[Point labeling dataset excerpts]
※
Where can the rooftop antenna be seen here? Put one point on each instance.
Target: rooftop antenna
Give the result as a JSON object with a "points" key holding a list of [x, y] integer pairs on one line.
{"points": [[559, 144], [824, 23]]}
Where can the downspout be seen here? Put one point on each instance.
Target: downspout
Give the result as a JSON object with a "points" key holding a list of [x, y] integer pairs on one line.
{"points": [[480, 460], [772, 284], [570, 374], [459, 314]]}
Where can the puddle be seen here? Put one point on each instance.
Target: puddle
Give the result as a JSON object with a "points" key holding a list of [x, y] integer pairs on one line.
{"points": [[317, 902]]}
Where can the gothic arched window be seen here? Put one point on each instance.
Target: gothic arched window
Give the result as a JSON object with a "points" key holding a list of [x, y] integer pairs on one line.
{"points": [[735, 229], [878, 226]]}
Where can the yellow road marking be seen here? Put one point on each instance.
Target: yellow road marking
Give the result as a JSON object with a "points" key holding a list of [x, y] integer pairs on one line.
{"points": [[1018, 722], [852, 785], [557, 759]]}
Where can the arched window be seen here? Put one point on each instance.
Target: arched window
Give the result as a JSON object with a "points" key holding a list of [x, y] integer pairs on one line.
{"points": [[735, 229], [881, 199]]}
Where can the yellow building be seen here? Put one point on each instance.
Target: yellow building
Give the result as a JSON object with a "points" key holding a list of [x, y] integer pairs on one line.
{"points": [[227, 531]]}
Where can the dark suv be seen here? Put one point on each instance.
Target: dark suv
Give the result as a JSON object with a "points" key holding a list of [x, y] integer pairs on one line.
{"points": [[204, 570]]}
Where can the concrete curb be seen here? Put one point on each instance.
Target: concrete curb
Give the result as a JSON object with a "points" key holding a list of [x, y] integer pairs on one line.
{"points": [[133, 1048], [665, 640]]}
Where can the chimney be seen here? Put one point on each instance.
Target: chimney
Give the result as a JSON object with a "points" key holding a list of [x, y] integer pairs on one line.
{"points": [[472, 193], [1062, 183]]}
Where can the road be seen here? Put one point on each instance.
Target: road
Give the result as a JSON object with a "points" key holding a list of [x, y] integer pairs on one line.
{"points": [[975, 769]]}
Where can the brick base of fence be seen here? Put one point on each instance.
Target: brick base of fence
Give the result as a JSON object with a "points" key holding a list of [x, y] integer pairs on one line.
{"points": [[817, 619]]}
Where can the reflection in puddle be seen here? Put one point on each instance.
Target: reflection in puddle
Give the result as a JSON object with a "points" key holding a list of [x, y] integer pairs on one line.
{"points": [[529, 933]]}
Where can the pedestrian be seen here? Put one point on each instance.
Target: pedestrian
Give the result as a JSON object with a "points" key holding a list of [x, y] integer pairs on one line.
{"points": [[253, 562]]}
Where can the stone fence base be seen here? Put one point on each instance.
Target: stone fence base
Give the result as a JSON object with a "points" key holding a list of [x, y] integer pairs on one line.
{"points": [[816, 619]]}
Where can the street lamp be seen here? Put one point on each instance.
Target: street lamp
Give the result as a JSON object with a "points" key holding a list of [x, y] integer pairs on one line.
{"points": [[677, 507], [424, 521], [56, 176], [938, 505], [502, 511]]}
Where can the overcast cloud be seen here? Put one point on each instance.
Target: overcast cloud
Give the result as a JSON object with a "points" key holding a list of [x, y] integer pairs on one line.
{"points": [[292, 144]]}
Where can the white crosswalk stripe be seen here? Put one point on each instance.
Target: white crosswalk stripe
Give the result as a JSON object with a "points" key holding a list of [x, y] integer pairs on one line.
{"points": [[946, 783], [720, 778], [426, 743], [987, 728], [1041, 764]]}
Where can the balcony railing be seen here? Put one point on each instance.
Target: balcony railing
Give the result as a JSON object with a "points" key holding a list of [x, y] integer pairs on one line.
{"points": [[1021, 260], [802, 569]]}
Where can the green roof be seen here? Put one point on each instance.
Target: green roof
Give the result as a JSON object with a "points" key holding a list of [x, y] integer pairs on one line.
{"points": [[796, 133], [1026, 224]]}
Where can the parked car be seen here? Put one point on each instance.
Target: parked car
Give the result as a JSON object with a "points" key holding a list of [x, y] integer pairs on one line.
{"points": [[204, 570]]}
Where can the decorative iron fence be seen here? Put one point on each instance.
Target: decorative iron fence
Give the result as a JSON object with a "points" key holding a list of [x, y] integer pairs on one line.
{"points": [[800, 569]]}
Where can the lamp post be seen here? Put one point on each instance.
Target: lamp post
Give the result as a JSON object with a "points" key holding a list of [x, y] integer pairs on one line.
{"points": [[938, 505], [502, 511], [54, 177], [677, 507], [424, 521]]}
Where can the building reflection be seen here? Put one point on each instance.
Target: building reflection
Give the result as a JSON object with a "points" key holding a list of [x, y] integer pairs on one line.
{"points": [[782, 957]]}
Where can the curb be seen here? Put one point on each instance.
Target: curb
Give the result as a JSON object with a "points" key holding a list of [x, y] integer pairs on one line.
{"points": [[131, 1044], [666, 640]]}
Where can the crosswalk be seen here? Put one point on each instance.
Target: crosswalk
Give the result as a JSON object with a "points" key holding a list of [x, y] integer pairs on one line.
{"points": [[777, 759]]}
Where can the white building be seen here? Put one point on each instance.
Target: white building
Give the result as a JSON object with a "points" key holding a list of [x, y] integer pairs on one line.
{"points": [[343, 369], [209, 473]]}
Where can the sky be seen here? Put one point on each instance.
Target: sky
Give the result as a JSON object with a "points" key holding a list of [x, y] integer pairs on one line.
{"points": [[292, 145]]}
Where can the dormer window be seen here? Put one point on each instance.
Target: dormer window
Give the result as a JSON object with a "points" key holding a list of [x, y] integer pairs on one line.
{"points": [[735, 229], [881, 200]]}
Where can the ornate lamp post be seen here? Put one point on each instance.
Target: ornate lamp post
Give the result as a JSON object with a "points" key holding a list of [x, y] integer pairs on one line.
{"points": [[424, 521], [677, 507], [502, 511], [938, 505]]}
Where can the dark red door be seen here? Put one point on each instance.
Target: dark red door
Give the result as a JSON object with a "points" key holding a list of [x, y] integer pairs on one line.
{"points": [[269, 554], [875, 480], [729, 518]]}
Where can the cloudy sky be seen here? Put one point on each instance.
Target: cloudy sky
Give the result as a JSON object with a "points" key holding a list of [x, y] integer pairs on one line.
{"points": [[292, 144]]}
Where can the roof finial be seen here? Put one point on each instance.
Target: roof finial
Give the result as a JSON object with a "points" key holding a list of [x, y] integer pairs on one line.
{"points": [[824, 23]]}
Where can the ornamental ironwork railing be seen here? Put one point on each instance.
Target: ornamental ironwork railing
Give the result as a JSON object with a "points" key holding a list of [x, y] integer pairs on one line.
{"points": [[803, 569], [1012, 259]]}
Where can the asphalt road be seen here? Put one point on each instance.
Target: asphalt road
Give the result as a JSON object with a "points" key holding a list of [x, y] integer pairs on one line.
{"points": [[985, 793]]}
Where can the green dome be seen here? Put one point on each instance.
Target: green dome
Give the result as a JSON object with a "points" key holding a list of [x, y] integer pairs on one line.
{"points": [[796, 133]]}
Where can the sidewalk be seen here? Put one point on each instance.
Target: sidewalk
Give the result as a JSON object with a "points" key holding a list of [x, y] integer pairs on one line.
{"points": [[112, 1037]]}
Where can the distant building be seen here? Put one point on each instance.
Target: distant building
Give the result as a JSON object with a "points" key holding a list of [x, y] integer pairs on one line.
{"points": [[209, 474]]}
※
__Task to carry out__
Copy the entries above exactly, leaving none out.

__Completed task__
Where can the rooftop antenna be seen here? Put one point on each instance.
Target: rooftop antenna
Give the result as a JSON object with a "points" key holding a list of [x, y] integer pairs on one line.
{"points": [[559, 144], [824, 23]]}
Where can the downspout be seen here? Put one point on each instance.
Target: downspout
Give the result as a JSON object with a "points" key holding a list of [x, y] integer pairs on one line.
{"points": [[480, 460], [772, 284], [570, 374], [459, 314]]}
Where can the puddle be seen here? Put one point on each instance.
Target: puddle
Give the result as a JSON object with a "points" key holding a list of [x, y] integer pairs on one line.
{"points": [[317, 902]]}
Where can the gothic arched window be seen here? Put one point on each instance.
Target: gothic arched window
Give the result as a JSON object with a "points" key holding a list of [x, y] integer pairs on one line.
{"points": [[735, 229], [878, 226]]}
Where can the yellow road marking be seen here? Put one point on each instance.
Target: yellow road marking
Give the result as a JSON object with a "points" key holding a list of [x, y] integer pairs on one line.
{"points": [[1018, 722], [852, 785], [557, 759]]}
Where can the arched window be seen here? Put one point on each instance.
Target: arched window
Give the result as a JSON object with a "points" key holding a list of [x, y] integer pairs on one line.
{"points": [[735, 229], [881, 199]]}
Where can the yellow building be seen here? Put one point on each instance.
Target: yellow building
Give the result as a JSON object with a "points" key holding a list of [x, y] integer pairs on one line.
{"points": [[227, 531]]}
Where can the dark suv be seen here? Put one point on each instance.
Target: dark suv
Give the result as a JSON object with a "points" key holding a list of [x, y] integer pairs on one line.
{"points": [[204, 570]]}
Where can the concrete curb be seen here? Put one point on each instance.
Target: concrete curb
Give the result as a JSON object with a "points" key holding a list of [x, y] integer pairs on one line.
{"points": [[133, 1048], [665, 640]]}
Where can the chimney be seen here? Put one point on each instance.
Target: chimney
Give the result as a JSON object with a "points" key holding a list of [x, y] integer pairs on one line.
{"points": [[472, 193], [1062, 183]]}
Where can the road be seen here? Put one point on each instance.
Target: road
Give the result as a JSON object with a "points" key holding a list of [x, y] integer pairs on one line.
{"points": [[975, 769]]}
Where can the brick base of fence be seen here? Put one point on each instance.
Target: brick base of fence
Give the result as a JSON object with a "points" key holding a list of [x, y] integer pairs on one line.
{"points": [[817, 619]]}
Where can the reflection in puddle be seen here? Put one point on each instance.
Target: reflection in puddle
Give the result as a JSON object with a "points" key holding a list of [x, y] integer pairs on one line.
{"points": [[529, 933]]}
Where can the pedestrian be seen here? Put one point on each instance.
Target: pedestrian
Give the result as a JSON object with a "points" key holding a list of [x, y] integer pairs on one line.
{"points": [[253, 562]]}
Where can the stone fence base be seen here? Put one point on each instance.
Target: stone fence base
Give the result as a JSON object with a "points" key holding a list of [x, y] integer pairs on one line.
{"points": [[816, 619]]}
Where can the street lamp be seen here? Put one point on each instance.
Target: street lamp
Give the result as a JSON object with a "points" key holding a list of [x, y] integer pairs on one line.
{"points": [[677, 507], [424, 521], [56, 176], [938, 505], [502, 511]]}
Where can the overcast cloud be seen here? Put one point on each instance.
Target: overcast cloud
Give the result as a JSON object with a "points" key holding a list of [x, y] integer pairs on one line.
{"points": [[292, 144]]}
Where can the white crosswalk stripe be seen here? Put one point on each instance.
Target: white crosswalk stripe
Give the result as a JSON object with a "points" key holding a list of [x, y] integer pairs on one line.
{"points": [[946, 783], [720, 778], [426, 743], [987, 728], [1041, 764]]}
Where can the balcony railing be seen here? Put one point on each instance.
Target: balcony railing
Give the result as a JSON object with a "points" key holding a list of [x, y] integer pairs on one line.
{"points": [[1021, 260], [802, 569]]}
Where can the green roof be seen here? Put one point on each instance.
Target: green roof
Give the result as a JSON object with a "points" key holding a list of [x, y] integer pairs on one line.
{"points": [[796, 133], [1026, 224]]}
Where can the parked car be seen here? Put one point on each instance.
Target: parked car
Give the result as a JSON object with a "points" key holding a list of [x, y] integer pairs on one line.
{"points": [[204, 570]]}
Where can the decorative iron fence be seen here? Put one point on each instance.
Target: decorative iron fence
Give the result as a JSON object with a "points" key holding a list of [x, y] integer pairs on one line.
{"points": [[800, 569]]}
Where can the lamp post be seen here? Put one point on each instance.
Target: lamp post
Give the result as a JSON object with a "points" key holding a list of [x, y] integer pairs on one line.
{"points": [[938, 505], [502, 511], [54, 177], [677, 507], [424, 521]]}
Where can the building reflection be seen here? Put one point on each instance.
Target: building reflection
Give the result as a JSON object with a "points" key holding a list of [x, y] integer pairs on one line.
{"points": [[782, 957]]}
Where can the curb be seen here? Put one point on each instance.
Target: curb
Give the result as a JSON object with a "points" key holding a list of [x, y] integer pairs on one line.
{"points": [[131, 1044], [666, 640]]}
Where can the crosswalk be seen here? Put one point on each instance.
Target: crosswalk
Give the result as a JSON object with a "points" key holding a list of [x, y] integer pairs on one line.
{"points": [[777, 759]]}
Where can the white building be seen here? Put one point on each instance.
Target: white building
Give the result as a JSON object with a "points" key holding a list of [x, y] integer pairs on one line.
{"points": [[343, 369], [209, 473]]}
Where can the sky be seen here? Put one point on each instance.
Target: sky
Give the result as a JSON object with a "points" key holding a list of [x, y] integer pairs on one line.
{"points": [[292, 145]]}
Where can the dormer window be seen here? Put one point on each instance.
Target: dormer window
Give the result as a JSON object with a "points" key holding a list of [x, y] integer pairs on one line.
{"points": [[735, 229], [881, 200]]}
Where can the ornate lamp post be seen here? Put one point on each instance.
Target: ornate lamp post
Give the result as a JSON object with a "points" key holding a list of [x, y] integer pairs on one line.
{"points": [[424, 521], [677, 507], [502, 511], [938, 505]]}
Where can the dark red door be seen here? Put one point on each instance.
Target: dark red door
Give the result as a JSON object with a "points" key holding a list of [x, y] integer pairs on one line.
{"points": [[269, 554], [875, 480], [729, 518]]}
Where can the cloudy sky be seen here? Put one point on each instance.
Target: cloudy sky
Give the result as a JSON object with a "points" key holding a list of [x, y] integer pairs on one line.
{"points": [[292, 144]]}
Where can the roof finial be seen here? Put one point on each instance.
Target: roof finial
Give the result as a JSON object with a "points" key holding a list of [x, y] integer pairs on one line.
{"points": [[824, 23]]}
Where can the ornamental ironwork railing be seen here? Put one point on each instance.
Target: ornamental ironwork railing
Give the result as a JSON object with a "points" key holding a list of [x, y] integer pairs on one line.
{"points": [[803, 569], [1012, 259]]}
Where can the asphalt road be seen here? Put one point on each instance.
Target: asphalt road
Give the result as a JSON object with a "points" key holding a list of [x, y] integer pairs on one line.
{"points": [[985, 793]]}
Where can the green dome be seen here? Put one point on each instance.
Target: green dome
Give the result as a JSON object with a "points" key holding a list of [x, y] integer pairs on one line.
{"points": [[796, 133]]}
Where can the sidewalk be seen here? Put one point on each instance.
Target: sidewalk
Give the result as a JSON object with a "points" key holding a list of [x, y] integer pairs on one line.
{"points": [[112, 1037]]}
Where can the distant building be seen here? Put one point on each instance.
Target: distant building
Give the result as a JSON object with a "points" key holding a list of [x, y] integer pairs on one line.
{"points": [[209, 474]]}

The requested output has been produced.